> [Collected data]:
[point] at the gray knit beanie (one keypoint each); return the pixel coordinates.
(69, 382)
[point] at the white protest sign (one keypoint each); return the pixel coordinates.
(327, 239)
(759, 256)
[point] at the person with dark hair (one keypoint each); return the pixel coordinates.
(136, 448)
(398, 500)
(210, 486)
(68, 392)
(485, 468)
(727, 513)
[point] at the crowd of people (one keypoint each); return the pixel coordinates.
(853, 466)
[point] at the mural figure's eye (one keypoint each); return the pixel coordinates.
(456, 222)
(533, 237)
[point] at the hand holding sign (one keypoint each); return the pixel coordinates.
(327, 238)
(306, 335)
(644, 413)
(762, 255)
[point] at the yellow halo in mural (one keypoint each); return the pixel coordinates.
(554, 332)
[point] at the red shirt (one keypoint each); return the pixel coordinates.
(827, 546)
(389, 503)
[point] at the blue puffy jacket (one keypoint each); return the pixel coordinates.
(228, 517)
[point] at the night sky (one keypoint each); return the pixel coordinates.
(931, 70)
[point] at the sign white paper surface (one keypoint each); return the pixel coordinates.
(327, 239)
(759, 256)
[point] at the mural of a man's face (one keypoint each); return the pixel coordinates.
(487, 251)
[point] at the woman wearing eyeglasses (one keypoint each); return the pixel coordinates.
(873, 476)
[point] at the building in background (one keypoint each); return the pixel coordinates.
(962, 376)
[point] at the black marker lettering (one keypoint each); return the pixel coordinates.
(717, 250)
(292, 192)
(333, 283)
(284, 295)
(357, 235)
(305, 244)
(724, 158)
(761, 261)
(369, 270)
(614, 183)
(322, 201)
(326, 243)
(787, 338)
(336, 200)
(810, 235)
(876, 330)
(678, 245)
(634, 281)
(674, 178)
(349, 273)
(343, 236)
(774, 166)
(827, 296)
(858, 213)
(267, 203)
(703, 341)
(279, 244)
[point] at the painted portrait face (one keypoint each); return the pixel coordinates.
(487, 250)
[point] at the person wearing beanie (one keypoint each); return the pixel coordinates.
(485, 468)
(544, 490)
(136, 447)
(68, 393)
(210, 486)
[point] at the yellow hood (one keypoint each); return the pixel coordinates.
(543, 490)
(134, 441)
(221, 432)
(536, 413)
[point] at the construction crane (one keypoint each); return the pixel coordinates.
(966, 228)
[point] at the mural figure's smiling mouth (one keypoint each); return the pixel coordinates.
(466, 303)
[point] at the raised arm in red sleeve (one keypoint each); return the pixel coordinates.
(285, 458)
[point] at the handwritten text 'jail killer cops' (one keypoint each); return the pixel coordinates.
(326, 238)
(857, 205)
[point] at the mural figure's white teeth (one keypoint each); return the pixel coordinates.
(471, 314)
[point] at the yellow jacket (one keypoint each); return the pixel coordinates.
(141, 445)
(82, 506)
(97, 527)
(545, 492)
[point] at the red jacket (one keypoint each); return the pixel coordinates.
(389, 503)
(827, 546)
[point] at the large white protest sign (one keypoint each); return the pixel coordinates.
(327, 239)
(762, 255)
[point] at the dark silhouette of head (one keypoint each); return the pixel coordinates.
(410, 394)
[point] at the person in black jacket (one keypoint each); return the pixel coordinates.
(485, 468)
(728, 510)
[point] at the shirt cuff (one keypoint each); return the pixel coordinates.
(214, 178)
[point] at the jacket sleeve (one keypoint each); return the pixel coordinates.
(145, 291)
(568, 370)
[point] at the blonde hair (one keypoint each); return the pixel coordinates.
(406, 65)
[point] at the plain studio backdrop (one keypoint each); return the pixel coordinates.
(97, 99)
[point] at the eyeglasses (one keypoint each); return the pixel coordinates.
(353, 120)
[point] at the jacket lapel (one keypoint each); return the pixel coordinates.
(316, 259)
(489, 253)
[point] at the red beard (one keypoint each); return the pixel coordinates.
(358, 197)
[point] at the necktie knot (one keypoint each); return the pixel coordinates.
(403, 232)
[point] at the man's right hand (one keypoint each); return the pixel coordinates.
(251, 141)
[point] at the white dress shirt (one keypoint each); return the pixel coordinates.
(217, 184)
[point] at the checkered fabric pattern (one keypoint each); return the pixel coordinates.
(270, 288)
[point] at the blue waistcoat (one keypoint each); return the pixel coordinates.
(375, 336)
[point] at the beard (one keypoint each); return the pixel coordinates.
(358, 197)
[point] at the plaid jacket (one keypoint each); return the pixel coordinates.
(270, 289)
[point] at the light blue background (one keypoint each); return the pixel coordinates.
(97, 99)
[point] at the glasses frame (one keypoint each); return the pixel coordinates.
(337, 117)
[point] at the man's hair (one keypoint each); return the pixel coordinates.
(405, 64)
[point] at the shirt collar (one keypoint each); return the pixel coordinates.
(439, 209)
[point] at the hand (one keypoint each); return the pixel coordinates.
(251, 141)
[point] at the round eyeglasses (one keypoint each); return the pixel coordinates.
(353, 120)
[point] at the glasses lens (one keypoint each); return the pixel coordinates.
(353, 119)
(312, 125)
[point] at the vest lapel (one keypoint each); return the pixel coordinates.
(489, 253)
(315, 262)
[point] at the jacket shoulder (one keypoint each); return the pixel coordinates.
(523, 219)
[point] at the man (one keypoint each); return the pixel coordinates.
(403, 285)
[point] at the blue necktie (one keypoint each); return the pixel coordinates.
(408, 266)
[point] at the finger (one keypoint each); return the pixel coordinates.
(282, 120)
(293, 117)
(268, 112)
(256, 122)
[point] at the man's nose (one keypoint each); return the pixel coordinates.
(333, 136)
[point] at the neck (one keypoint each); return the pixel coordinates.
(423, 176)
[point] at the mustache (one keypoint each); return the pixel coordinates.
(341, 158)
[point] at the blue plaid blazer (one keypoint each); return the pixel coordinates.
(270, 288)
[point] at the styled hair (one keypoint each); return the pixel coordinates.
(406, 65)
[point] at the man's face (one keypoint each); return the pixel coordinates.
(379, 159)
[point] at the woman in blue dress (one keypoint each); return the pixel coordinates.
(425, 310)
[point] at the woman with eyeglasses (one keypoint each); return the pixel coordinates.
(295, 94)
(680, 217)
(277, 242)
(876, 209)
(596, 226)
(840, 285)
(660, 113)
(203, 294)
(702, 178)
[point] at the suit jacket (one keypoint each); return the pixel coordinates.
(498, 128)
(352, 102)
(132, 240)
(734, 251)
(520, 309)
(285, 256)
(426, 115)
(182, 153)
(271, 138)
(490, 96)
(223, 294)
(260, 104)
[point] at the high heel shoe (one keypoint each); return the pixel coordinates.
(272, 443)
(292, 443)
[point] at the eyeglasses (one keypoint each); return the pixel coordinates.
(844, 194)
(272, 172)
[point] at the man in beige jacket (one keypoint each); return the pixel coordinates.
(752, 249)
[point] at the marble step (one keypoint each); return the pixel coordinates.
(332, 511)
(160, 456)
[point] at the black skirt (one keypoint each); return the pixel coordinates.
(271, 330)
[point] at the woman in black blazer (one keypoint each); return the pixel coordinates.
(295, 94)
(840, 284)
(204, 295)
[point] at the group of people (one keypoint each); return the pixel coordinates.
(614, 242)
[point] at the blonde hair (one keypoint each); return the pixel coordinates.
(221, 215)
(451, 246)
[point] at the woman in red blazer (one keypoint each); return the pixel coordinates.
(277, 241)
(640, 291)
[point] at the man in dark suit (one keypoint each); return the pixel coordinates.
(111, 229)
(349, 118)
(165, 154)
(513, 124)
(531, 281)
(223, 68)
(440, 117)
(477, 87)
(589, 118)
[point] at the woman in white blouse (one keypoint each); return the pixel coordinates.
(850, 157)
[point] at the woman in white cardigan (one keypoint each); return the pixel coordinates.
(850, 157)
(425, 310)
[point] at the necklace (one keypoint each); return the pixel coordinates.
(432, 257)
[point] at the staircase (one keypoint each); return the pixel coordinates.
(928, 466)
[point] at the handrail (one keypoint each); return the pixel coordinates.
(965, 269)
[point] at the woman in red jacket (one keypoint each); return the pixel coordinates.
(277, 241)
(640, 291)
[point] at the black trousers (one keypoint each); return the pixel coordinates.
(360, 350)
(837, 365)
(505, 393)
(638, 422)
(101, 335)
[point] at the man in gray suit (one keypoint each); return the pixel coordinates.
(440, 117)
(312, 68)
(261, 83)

> [Exercise goal]:
The required output is every line from the one with "[point] at the man in gray" to the final line of the entries, repeated exactly and with nothing else.

> [Task solution]:
[point] at the man in gray suit (one keypoint each); return the pixel coordinates.
(440, 117)
(312, 68)
(261, 83)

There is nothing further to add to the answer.